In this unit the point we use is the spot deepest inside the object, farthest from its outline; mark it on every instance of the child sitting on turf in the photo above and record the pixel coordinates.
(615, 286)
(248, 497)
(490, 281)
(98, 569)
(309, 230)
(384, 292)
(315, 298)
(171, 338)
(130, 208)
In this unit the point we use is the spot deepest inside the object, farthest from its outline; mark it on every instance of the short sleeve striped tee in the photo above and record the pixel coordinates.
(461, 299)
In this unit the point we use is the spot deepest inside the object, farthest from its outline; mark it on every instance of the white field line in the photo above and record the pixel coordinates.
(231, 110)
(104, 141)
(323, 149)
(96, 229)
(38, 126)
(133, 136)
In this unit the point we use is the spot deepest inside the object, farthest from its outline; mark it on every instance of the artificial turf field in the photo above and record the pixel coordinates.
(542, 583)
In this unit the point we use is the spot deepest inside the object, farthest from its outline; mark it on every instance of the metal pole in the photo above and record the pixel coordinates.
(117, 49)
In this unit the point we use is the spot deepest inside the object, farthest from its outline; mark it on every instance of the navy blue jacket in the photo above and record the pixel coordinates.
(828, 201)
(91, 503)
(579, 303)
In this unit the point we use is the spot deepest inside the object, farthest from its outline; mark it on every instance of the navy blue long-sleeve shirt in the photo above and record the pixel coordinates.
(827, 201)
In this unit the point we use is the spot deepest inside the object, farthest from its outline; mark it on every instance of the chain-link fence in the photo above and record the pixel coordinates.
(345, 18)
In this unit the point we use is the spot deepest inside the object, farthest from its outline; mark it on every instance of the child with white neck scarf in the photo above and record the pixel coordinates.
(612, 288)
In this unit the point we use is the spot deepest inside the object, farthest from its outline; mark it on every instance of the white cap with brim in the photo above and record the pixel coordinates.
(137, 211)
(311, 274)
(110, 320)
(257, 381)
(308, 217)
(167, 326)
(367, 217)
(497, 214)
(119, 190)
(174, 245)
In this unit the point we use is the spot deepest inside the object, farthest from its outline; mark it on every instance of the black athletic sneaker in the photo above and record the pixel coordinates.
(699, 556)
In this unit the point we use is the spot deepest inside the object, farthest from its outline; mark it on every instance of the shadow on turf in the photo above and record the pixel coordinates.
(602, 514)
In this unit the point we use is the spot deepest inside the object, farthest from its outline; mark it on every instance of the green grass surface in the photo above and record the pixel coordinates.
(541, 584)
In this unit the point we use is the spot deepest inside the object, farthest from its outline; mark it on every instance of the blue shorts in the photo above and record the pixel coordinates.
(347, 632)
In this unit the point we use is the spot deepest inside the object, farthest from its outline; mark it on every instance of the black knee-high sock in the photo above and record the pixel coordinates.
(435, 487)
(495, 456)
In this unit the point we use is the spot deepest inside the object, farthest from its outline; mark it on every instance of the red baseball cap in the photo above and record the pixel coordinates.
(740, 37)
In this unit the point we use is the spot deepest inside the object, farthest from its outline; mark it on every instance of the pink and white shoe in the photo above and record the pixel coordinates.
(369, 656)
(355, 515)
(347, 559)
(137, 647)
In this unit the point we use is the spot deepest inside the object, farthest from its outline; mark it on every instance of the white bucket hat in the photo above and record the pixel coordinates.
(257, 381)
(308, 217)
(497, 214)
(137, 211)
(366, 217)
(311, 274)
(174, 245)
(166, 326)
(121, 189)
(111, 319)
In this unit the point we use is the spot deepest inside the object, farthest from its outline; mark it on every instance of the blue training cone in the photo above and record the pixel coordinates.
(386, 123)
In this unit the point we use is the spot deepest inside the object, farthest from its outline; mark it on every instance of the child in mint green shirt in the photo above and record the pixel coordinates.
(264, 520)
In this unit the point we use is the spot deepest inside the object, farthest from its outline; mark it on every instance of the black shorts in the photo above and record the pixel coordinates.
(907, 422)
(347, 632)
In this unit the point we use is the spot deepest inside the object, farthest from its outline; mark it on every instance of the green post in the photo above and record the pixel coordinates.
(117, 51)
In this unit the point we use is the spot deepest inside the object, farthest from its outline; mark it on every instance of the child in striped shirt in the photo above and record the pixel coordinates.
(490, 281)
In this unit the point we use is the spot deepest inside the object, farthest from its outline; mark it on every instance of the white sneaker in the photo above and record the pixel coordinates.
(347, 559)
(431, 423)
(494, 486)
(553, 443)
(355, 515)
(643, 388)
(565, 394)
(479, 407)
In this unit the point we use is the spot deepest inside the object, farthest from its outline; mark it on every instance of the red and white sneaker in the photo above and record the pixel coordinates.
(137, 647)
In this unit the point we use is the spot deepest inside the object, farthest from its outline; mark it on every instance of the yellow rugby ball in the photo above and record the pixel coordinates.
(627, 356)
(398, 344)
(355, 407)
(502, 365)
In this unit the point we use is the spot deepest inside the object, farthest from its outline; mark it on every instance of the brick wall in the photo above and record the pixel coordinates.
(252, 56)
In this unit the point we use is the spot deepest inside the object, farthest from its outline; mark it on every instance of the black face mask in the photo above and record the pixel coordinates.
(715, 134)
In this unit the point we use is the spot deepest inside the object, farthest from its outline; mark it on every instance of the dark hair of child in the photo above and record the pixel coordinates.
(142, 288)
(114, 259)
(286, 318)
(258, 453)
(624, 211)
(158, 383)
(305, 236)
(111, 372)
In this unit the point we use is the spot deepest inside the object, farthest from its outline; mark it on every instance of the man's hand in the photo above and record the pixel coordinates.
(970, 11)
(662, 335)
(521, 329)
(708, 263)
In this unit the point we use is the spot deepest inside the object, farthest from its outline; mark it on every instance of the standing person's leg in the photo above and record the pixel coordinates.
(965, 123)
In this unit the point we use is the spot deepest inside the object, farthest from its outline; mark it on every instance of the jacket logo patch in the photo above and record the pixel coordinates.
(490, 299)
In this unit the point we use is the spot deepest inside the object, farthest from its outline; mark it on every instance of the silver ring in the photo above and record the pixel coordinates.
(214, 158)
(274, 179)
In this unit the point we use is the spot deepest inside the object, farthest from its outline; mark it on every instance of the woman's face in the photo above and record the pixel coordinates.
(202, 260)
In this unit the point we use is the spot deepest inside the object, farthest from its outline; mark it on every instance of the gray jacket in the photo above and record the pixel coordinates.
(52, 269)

-------------------------

DO THIS: Reproduce all of the entries above word for word, one per line and in their original order.

ANSWER TO THIS TASK:
In this unit the point we use is the spot deepest inside the object, farthest from its outline; mark it on every instance of the child sitting on turf in the photo above and record the pixel coordinates.
(615, 286)
(248, 497)
(490, 281)
(98, 569)
(309, 230)
(384, 292)
(315, 298)
(171, 338)
(130, 208)
In this unit the point we use is the spot deepest inside the object, farthest from its outline; mark it on every instance of the short sleeve striped tee in the photo above and record the pixel coordinates.
(461, 299)
In this unit the point we use is the spot deepest inside the object, farthest from its outline; mark it on every instance of the white field line in the photo above and record the pixel coordinates.
(231, 110)
(104, 141)
(323, 149)
(96, 229)
(38, 126)
(133, 136)
In this unit the point we use is the spot deepest inside the object, farthest from its outline; mark it on every instance of the artificial turf field in the photo above and record the pixel coordinates.
(542, 583)
In this unit the point we use is the spot deepest inside the object, farthest from its outline; mark it on every instance of the metal pole in the photo above and record the pixel coordinates.
(117, 49)
In this unit the point we use is the spot deepest inside the object, farthest from its outline; mark it on every instance of the navy blue jacket in the photo above and record the pixel coordinates.
(828, 201)
(91, 503)
(579, 303)
In this unit the point we use is the spot deepest inside the object, farthest from its outline; mark it on every instance of the navy blue long-sleeve shirt in the photo above and record the pixel coordinates.
(827, 201)
In this unit the point we use is the spot deepest inside the object, farthest from its outline; mark it on every instance of the chain-link fence in the photo above and record the pixel coordinates.
(345, 18)
In this unit the point we use is the spot deepest inside the object, farthest from its outline; mark it on every instance of the child with white neck scarf in the photo above and record the pixel coordinates.
(612, 288)
In this unit the point we use is the spot deepest inside the object, farthest from its outline; mark it on every instance of the white cap with brim in the photo above and record the pixel coordinates.
(137, 211)
(311, 274)
(110, 320)
(257, 381)
(308, 217)
(167, 326)
(367, 217)
(497, 214)
(119, 190)
(174, 245)
In this unit the point we use is the spot deepest inside the object, farthest from its outline; mark it on every instance of the black athletic sneaker in the photo above and record the pixel coordinates.
(699, 556)
In this unit the point we use is the spot deepest inside the object, farthest from its outline; mark it on every instance of the shadow on turf in the photo above and record the pixel coordinates.
(602, 514)
In this unit the point we use is the spot deepest inside the object, farthest from its outline; mark it on every instance of the green grass surface in the photo above and record the pixel coordinates.
(541, 584)
In this unit the point we use is the spot deepest inside the object, farthest from its outline; mark it on every instance of the blue shorts in the photo above and record the pixel coordinates.
(347, 632)
In this unit the point we use is the spot deepest inside the object, farthest from its outline; mark it on every instance of the black knee-high sock in the photo above and record the pixel coordinates.
(435, 487)
(495, 456)
In this unit the point we use is the spot deepest inside the object, farthest from its outline; mark it on every instance of the red baseball cap in the photo above and record the pixel coordinates.
(740, 37)
In this unit the point we use is the spot deepest inside the object, farthest from its outline; mark it on every instance of the pink and white shoe in the photo above and record the pixel coordinates.
(369, 656)
(355, 515)
(347, 559)
(137, 647)
In this unit the point we use is the spot deepest inside the object, farthest from its outline; mark it on every instance of the white bucket hat in the photo above and record the pixel coordinates.
(257, 381)
(308, 217)
(497, 214)
(137, 211)
(366, 217)
(311, 274)
(174, 245)
(166, 326)
(121, 189)
(111, 319)
In this unit the point we use is the spot deepest inside the object, farthest from its outline; mark it on every instance of the blue training cone in the photo above and record the pixel coordinates.
(386, 123)
In this unit the point we use is the spot deepest inside the object, farthest from its outline; mark it on every instance of the child in mint green shirt in the photo above and record the pixel coordinates.
(264, 520)
In this unit the point we use is the spot deepest inside the object, farthest from its outline; mark it on every instance of the black shorts in the photo above and record the pixel coordinates.
(907, 422)
(347, 632)
In this unit the point we use is the spot deepest inside the object, farthest from its outline; mark it on every instance of the green post in the photo above and record the pixel coordinates.
(117, 51)
In this unit the point we use is the spot deepest inside the object, farthest from its outline; mark it on every instance of the child in striped shirt in the photo above and record the pixel coordinates.
(490, 281)
In this unit the point we use is the spot deepest inside the object, farthest from its outline; mark it on every instance of the white sneaker in the photo above and record the pixel coordinates.
(347, 559)
(431, 423)
(494, 486)
(553, 443)
(355, 515)
(643, 388)
(565, 394)
(479, 407)
In this unit the point we use is the spot deepest inside the object, farthest from its outline; mark it on every instance of the red and white sneaker in the photo above and record the pixel coordinates.
(137, 647)
In this unit the point we use is the spot deepest inside the object, farthest from its outline; mark it on every instance of the yellow rugby ball in the photo above and record the pixel coordinates.
(627, 356)
(398, 344)
(355, 407)
(502, 365)
In this unit the point we use is the spot deepest inside the object, farthest from its outline; mark it on every instance of the brick wall in the photo above and record the pixel coordinates.
(252, 56)
In this unit the point we use is the spot deepest inside the object, farthest from its outline; mark it on every instance of the black face mask in the photo above and record the pixel coordinates.
(715, 134)
In this unit the point we use is the spot deepest inside the object, farthest from its outline; mark it on every instance of the dark hair of child in the photo above and record the pixel coordinates.
(142, 288)
(114, 259)
(286, 318)
(258, 453)
(624, 211)
(158, 383)
(305, 236)
(111, 372)
In this unit the point we use is the spot deepest inside the object, farthest from its outline; mark it on every instance of the man's hand in the photo above and record the pixel coordinates.
(970, 11)
(662, 335)
(521, 329)
(708, 263)
In this unit the point we use is the spot deepest inside the object, farthest from its outline; mark it on every instance of the standing person's leg in the photo above and record the pixel coordinates.
(965, 123)
In this unit the point we use is the spot deepest inside the object, farthest from its outline; mark it on every instance of the jacket logo patch in the photo above and record the pixel coordinates.
(490, 299)
In this unit the point we use is the spot deepest inside the object, farthest from its outline; mark it on every instance of the silver ring in the photo above and record the pixel coordinates.
(214, 158)
(274, 179)
In this unit the point we use is the spot deepest inside the object, farthest from its outline; mark it on every instance of the woman's face in the photo above and record the pixel coordinates.
(202, 260)
In this unit the point we use is the spot deepest inside the object, farthest from its outline; mark it on every instance of the gray jacket in the photo above and record the pixel coordinates.
(52, 269)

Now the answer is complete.